* Dataset entries:
BEGIN
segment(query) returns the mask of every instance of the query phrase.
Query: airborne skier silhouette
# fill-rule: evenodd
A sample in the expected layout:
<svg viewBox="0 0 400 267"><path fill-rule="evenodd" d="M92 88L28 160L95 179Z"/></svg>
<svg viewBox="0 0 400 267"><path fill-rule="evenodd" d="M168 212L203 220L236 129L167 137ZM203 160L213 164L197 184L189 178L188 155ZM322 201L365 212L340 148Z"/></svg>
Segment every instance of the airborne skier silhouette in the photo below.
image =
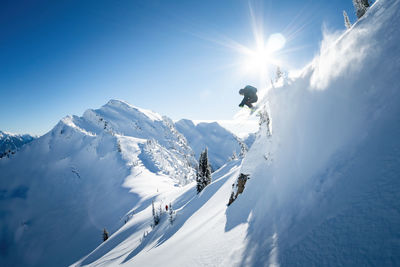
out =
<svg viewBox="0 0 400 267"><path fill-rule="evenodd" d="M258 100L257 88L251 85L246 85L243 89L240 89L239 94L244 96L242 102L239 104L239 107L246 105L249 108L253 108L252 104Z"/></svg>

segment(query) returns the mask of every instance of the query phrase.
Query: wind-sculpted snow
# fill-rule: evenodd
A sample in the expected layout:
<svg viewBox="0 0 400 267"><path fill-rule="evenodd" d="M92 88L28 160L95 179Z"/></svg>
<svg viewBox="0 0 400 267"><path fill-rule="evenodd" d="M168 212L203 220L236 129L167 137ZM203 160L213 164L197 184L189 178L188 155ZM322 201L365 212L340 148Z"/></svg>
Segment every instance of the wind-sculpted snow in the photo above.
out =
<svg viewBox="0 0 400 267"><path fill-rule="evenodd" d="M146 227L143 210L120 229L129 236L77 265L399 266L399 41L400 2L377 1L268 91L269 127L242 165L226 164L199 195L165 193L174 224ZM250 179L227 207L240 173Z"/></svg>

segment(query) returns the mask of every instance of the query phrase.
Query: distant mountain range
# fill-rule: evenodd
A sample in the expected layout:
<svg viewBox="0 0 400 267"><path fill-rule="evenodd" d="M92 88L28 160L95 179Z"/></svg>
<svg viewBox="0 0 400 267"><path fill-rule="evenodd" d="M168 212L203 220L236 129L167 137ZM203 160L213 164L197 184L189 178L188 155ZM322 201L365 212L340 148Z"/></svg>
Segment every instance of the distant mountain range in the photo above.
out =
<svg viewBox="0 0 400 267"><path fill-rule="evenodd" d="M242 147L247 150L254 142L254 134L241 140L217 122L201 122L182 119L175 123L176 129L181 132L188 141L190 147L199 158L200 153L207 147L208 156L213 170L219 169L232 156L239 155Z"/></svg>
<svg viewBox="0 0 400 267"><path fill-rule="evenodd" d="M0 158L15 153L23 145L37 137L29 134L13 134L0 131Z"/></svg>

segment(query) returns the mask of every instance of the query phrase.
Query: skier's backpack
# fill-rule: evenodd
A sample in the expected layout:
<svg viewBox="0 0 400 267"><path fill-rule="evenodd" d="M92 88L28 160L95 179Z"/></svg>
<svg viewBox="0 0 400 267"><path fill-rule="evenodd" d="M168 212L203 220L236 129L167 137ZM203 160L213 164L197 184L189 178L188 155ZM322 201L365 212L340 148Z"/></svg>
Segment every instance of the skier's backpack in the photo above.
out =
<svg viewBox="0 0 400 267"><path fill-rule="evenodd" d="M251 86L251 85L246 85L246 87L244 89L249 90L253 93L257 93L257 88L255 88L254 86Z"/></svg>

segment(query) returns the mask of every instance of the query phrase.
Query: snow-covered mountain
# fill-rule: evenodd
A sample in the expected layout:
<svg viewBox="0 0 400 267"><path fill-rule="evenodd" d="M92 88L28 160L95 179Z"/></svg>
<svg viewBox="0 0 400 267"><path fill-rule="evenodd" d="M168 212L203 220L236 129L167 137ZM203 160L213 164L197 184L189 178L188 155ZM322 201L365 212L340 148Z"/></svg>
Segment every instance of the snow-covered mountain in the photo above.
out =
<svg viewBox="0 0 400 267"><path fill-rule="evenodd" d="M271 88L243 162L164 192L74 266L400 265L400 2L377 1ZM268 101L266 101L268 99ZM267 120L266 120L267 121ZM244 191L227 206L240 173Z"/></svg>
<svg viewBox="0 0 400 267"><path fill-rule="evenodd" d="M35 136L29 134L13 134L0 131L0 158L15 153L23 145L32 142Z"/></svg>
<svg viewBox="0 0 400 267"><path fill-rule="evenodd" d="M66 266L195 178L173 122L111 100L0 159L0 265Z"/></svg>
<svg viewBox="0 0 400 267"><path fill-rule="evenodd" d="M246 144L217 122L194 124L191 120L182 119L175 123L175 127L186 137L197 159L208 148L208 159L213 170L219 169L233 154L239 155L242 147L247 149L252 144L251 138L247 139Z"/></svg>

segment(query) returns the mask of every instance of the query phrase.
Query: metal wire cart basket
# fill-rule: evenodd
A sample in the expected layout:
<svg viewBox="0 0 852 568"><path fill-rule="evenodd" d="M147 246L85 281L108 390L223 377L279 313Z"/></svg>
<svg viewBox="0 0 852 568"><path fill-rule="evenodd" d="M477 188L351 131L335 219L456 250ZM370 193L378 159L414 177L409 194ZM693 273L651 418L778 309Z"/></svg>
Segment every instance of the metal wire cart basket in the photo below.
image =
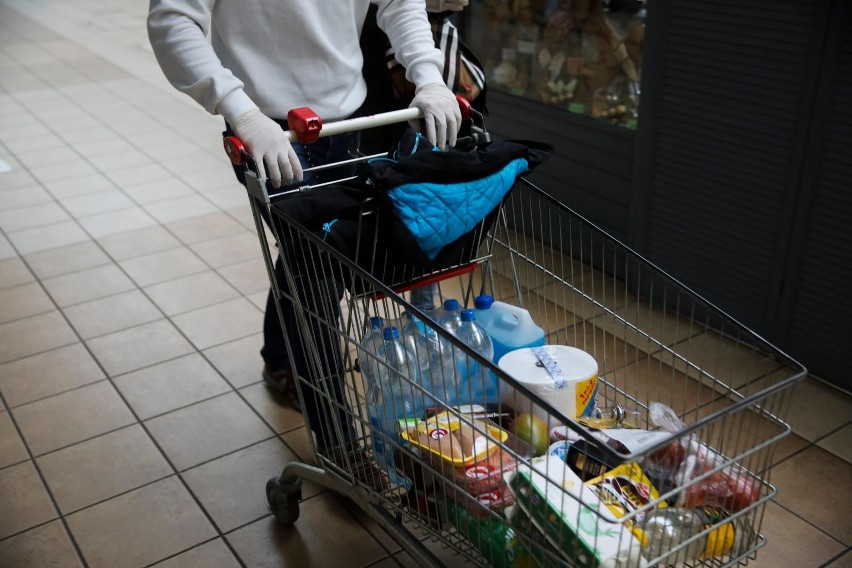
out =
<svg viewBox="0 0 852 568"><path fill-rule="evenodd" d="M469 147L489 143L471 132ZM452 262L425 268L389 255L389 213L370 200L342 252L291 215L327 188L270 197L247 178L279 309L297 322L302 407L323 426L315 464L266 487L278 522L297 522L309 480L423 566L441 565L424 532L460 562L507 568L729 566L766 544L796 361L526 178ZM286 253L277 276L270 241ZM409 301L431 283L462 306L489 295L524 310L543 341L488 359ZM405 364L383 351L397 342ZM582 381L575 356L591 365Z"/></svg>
END
BEGIN
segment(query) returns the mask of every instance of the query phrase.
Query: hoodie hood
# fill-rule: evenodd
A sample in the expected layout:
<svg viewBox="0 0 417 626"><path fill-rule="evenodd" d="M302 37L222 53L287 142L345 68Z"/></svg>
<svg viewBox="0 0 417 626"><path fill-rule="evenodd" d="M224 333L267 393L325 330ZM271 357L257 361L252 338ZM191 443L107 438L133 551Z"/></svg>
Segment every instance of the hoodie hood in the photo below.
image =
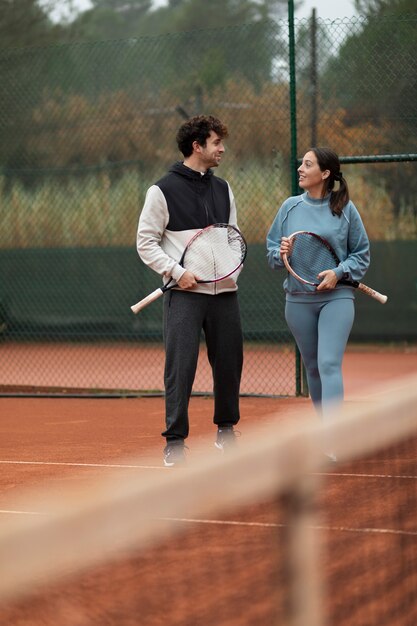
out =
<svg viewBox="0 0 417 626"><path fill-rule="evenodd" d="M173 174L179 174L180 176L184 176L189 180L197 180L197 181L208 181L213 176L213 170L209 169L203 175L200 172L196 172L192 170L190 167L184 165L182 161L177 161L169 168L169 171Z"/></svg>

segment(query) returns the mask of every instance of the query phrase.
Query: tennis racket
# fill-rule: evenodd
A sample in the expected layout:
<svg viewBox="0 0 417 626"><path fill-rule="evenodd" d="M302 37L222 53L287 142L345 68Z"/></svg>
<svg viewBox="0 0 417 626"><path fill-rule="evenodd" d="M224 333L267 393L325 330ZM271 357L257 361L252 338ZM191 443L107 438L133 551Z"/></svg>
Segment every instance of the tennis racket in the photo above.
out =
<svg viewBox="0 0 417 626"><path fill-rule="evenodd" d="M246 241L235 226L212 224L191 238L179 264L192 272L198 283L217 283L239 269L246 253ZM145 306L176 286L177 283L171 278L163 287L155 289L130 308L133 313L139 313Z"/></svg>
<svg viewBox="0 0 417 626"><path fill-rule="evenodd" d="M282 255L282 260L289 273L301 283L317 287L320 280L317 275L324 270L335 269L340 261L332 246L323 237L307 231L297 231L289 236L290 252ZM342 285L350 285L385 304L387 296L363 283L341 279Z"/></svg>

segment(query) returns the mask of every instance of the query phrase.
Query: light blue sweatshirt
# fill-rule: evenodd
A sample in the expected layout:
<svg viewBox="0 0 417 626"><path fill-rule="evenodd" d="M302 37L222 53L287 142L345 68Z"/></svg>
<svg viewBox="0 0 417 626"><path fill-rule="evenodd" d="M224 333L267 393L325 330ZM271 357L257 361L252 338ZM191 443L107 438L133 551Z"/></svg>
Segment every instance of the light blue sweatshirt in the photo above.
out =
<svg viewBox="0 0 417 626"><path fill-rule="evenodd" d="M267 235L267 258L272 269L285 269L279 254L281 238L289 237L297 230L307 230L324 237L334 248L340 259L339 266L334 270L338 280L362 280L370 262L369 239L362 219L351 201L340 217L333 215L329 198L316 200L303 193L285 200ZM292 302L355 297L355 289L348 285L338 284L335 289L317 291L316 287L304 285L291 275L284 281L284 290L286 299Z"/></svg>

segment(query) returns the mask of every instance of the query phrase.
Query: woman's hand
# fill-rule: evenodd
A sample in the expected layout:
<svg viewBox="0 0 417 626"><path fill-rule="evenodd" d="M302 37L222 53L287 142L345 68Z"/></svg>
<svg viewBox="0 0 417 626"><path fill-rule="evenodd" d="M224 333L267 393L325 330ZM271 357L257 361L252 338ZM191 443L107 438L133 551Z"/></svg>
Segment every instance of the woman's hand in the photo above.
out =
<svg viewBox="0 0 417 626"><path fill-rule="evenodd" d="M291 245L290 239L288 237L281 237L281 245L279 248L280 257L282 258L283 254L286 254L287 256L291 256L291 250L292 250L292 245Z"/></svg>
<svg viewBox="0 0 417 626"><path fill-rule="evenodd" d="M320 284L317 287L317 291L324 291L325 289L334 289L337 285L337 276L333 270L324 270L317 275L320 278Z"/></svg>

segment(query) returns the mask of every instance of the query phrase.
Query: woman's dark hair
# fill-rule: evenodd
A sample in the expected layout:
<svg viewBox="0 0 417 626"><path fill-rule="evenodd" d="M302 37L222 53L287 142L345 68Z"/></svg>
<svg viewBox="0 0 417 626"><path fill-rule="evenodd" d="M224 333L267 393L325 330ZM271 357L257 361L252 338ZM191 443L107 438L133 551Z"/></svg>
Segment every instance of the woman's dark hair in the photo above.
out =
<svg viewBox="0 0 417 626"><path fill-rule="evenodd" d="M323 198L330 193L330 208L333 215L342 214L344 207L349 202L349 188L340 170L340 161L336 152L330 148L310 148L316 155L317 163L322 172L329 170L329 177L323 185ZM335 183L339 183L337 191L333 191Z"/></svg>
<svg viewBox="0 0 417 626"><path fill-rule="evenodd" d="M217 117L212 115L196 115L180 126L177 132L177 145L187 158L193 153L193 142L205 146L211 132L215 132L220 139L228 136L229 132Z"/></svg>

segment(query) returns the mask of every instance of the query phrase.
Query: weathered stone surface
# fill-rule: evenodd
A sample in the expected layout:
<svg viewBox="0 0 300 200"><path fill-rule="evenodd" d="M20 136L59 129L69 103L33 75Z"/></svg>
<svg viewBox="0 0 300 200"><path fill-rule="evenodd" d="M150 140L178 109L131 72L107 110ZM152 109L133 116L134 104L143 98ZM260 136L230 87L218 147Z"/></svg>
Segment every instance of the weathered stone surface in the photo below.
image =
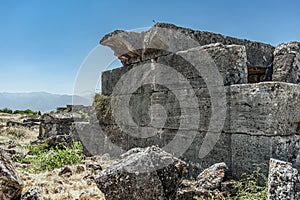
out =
END
* Task to complete:
Please go through the entries and show every line with the word "airborne".

* Result of this task:
Query: airborne skier silhouette
Segment every instance of the airborne skier silhouette in the photo below.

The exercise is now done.